Qué hacer:
Copia literalmente del fragmento sobre el mural todo lo que va desde "DIÁLOGO CON EL" hasta "desde su estatismo.".

Fragmento proporcionado:
DIÁLOGO CON EL SER EN EL MURAL
Cuando llega el momento de las fotos, le digo a Cecilia que descubrí una pared de fondo que quizás le guste. Se trata de la que pintaron los chicos y maestras de la escuela José Ingenieros frente a la plaza. Cuando llegamos, no parece muy convencida. Hasta que encuentra una figura que la atrae. Yo le digo que es un hombrecito y ella que es un perro. De todos modos y sin importar el sexo o especie del “ser en el mural”, Cecilia lo mira levantándose los anteojos. Como iniciando un diálogo visual. Y el perro o el hombrecito parece interactuar con ella desde su estatismo.

Datos proporcionados:
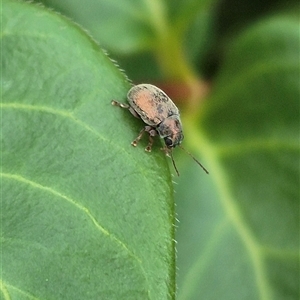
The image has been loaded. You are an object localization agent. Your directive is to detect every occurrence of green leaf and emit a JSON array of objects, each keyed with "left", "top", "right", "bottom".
[
  {"left": 0, "top": 0, "right": 175, "bottom": 300},
  {"left": 176, "top": 17, "right": 300, "bottom": 300}
]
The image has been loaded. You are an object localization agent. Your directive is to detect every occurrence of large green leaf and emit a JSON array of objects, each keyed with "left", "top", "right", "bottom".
[
  {"left": 1, "top": 1, "right": 175, "bottom": 299},
  {"left": 176, "top": 17, "right": 300, "bottom": 300}
]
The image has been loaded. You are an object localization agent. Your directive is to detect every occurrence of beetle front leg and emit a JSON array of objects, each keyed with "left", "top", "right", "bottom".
[{"left": 131, "top": 128, "right": 146, "bottom": 147}]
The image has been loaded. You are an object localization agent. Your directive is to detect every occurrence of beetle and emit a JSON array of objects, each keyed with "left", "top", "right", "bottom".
[{"left": 111, "top": 83, "right": 208, "bottom": 176}]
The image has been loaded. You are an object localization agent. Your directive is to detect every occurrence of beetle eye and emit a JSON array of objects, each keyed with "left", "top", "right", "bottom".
[{"left": 164, "top": 137, "right": 173, "bottom": 147}]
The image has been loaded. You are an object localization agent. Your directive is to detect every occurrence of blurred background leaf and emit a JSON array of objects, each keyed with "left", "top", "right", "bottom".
[{"left": 2, "top": 0, "right": 300, "bottom": 300}]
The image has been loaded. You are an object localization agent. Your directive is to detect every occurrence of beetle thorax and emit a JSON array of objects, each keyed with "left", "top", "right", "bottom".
[{"left": 156, "top": 115, "right": 183, "bottom": 148}]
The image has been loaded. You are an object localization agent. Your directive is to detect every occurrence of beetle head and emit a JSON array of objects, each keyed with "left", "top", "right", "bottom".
[{"left": 156, "top": 115, "right": 184, "bottom": 149}]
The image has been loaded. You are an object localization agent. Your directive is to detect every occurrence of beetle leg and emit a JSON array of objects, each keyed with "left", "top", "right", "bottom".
[
  {"left": 131, "top": 127, "right": 146, "bottom": 147},
  {"left": 111, "top": 100, "right": 140, "bottom": 119},
  {"left": 145, "top": 126, "right": 157, "bottom": 152},
  {"left": 111, "top": 100, "right": 130, "bottom": 109}
]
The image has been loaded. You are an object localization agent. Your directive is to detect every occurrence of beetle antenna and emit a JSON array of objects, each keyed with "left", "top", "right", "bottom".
[
  {"left": 168, "top": 151, "right": 179, "bottom": 176},
  {"left": 178, "top": 145, "right": 209, "bottom": 174}
]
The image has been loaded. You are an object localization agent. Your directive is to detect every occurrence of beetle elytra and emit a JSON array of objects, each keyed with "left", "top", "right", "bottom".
[{"left": 111, "top": 84, "right": 208, "bottom": 176}]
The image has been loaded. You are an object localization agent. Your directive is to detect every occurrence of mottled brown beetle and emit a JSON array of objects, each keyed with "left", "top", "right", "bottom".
[{"left": 111, "top": 84, "right": 208, "bottom": 176}]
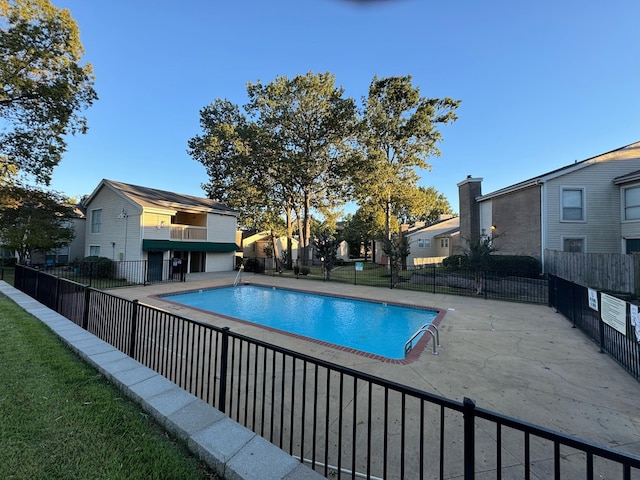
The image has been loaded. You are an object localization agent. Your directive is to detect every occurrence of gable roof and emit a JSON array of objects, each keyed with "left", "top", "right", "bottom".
[
  {"left": 403, "top": 217, "right": 460, "bottom": 236},
  {"left": 477, "top": 142, "right": 640, "bottom": 201},
  {"left": 84, "top": 179, "right": 238, "bottom": 216}
]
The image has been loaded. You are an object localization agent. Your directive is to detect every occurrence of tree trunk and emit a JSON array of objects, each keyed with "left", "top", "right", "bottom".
[
  {"left": 284, "top": 206, "right": 293, "bottom": 270},
  {"left": 271, "top": 230, "right": 282, "bottom": 272}
]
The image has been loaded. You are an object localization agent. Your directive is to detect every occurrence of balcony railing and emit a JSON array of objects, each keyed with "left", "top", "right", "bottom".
[{"left": 171, "top": 225, "right": 207, "bottom": 241}]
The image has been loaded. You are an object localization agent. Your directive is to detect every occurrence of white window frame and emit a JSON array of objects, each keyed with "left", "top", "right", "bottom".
[
  {"left": 560, "top": 235, "right": 587, "bottom": 253},
  {"left": 560, "top": 186, "right": 587, "bottom": 223},
  {"left": 621, "top": 185, "right": 640, "bottom": 222},
  {"left": 91, "top": 208, "right": 102, "bottom": 233}
]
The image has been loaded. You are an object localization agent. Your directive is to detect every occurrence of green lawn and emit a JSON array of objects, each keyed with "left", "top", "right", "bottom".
[{"left": 0, "top": 295, "right": 219, "bottom": 480}]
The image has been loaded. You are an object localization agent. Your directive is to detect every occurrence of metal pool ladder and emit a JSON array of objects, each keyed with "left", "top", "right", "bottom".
[
  {"left": 404, "top": 323, "right": 442, "bottom": 357},
  {"left": 233, "top": 265, "right": 244, "bottom": 287}
]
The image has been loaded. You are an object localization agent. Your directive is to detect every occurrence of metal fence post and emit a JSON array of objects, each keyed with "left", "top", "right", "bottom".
[
  {"left": 82, "top": 287, "right": 91, "bottom": 330},
  {"left": 129, "top": 298, "right": 138, "bottom": 358},
  {"left": 482, "top": 270, "right": 489, "bottom": 300},
  {"left": 462, "top": 397, "right": 476, "bottom": 480},
  {"left": 54, "top": 277, "right": 62, "bottom": 312},
  {"left": 218, "top": 327, "right": 229, "bottom": 413},
  {"left": 431, "top": 265, "right": 436, "bottom": 293}
]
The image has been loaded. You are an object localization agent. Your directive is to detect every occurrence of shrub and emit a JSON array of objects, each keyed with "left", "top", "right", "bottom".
[
  {"left": 442, "top": 255, "right": 469, "bottom": 270},
  {"left": 81, "top": 256, "right": 113, "bottom": 278}
]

Resultado del ejercicio:
DIÁLOGO CON EL SER EN EL MURAL
Cuando llega el momento de las fotos, le digo a Cecilia que descubrí una pared de fondo que quizás le guste. Se trata de la que pintaron los chicos y maestras de la escuela José Ingenieros frente a la plaza. Cuando llegamos, no parece muy convencida. Hasta que encuentra una figura que la atrae. Yo le digo que es un hombrecito y ella que es un perro. De todos modos y sin importar el sexo o especie del “ser en el mural”, Cecilia lo mira levantándose los anteojos. Como iniciando un diálogo visual. Y el perro o el hombrecito parece interactuar con ella desde su estatismo.